#### [EXTRACT TO READ]
TODO: Conversational tools, versioning, etc.

Examples

Refer to the examples folder.

Special considerations

The following cases require special treatments.

Dilemma: Property as field or as object type

Here’s the markdown summarizing the three cases for your dilemma:


Case 1: Scalar Field

type Vehicle {
  speed: Int
}

Pros:

  • Simple and concise representation.
  • Easy to read and understand for straightforward use cases.
  • Suitable for static properties that do not require additional metadata or complexity.

Cons:

  • Limited extensibility: Adding metadata (e.g., units like “km/h”) or additional attributes (e.g., timestamp) requires refactoring.
  • Not future-proof: If the property evolves to include more details, significant schema changes are needed.
  • Cannot represent complex relationships or metadata.

Case 2: Dedicated Object Type

type Vehicle {
  speed: VehicleSpeed
}

type VehicleSpeed {
  value: Int
  unit: String
  timestamp: String
}

Pros:

  • Highly extensible: Allows adding metadata like unit or timestamp without breaking the schema.
  • Better suited for complex properties: Can easily accommodate additional fields like ranges or error margins.

#### [RECORD EXCERPTS]
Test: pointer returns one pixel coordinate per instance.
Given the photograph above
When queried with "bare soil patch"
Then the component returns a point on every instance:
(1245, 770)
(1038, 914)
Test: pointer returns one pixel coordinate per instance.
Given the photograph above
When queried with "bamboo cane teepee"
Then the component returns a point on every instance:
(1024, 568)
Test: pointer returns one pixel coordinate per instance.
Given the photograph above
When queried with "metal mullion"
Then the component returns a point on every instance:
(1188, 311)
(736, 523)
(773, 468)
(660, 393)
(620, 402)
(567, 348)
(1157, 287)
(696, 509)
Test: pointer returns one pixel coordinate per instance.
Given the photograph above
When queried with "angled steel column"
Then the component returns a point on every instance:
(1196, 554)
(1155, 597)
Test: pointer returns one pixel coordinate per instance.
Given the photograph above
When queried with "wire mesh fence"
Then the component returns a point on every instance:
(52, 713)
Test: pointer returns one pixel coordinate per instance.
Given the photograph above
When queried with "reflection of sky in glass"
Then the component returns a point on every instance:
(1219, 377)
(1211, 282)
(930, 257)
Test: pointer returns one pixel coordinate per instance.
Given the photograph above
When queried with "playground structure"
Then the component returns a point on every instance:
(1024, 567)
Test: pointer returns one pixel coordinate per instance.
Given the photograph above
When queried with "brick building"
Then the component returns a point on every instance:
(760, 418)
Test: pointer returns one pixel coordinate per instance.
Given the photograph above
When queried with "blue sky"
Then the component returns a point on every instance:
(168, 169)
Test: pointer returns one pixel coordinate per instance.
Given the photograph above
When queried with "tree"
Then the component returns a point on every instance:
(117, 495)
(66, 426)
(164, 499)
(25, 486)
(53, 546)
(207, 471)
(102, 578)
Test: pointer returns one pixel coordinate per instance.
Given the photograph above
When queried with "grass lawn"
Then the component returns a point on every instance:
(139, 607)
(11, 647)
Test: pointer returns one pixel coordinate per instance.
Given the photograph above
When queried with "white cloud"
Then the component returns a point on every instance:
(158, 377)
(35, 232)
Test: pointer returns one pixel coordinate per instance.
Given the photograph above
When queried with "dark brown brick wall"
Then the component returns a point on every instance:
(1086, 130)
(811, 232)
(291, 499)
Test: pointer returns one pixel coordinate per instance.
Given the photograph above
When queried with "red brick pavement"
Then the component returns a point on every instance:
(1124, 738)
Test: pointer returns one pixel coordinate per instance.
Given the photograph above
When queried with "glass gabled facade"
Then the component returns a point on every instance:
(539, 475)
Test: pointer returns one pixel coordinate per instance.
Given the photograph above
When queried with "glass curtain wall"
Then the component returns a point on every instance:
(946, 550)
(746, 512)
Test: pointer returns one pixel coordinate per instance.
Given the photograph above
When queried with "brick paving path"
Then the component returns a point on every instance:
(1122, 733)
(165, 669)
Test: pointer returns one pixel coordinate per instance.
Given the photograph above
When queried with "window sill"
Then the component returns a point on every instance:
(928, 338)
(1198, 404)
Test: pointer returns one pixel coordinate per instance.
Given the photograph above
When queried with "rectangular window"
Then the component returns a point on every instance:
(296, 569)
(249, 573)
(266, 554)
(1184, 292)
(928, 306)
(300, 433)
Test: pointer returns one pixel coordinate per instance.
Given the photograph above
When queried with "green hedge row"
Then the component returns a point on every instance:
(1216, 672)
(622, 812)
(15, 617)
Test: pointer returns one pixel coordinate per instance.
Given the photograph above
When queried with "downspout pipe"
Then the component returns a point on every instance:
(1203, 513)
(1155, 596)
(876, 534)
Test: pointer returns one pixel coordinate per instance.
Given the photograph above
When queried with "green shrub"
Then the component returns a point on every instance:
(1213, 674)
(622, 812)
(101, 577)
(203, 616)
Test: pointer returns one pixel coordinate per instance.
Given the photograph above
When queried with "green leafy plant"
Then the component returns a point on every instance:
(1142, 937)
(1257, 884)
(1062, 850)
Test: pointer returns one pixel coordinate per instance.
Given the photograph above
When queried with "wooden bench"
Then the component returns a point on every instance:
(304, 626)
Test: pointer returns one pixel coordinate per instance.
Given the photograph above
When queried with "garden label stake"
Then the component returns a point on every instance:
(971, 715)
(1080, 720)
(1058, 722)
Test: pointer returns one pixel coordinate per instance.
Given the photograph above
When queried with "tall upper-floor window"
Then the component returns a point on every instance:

#### [LIST OF TASKS]
a) Which fields does the VehicleSpeed type have in the schema excerpt?
b) Reproduce the passage of the schema excerpt starting with "TODO: Conversational tools, versioning, etc." and going on through "require special treatments.".
You won't need the records for this.

#### [SOLUTION LIST]
a) value (Int), unit (String), and timestamp (String).

b)
TODO: Conversational tools, versioning, etc.

Examples

Refer to the examples folder.

Special considerations

The following cases require special treatments.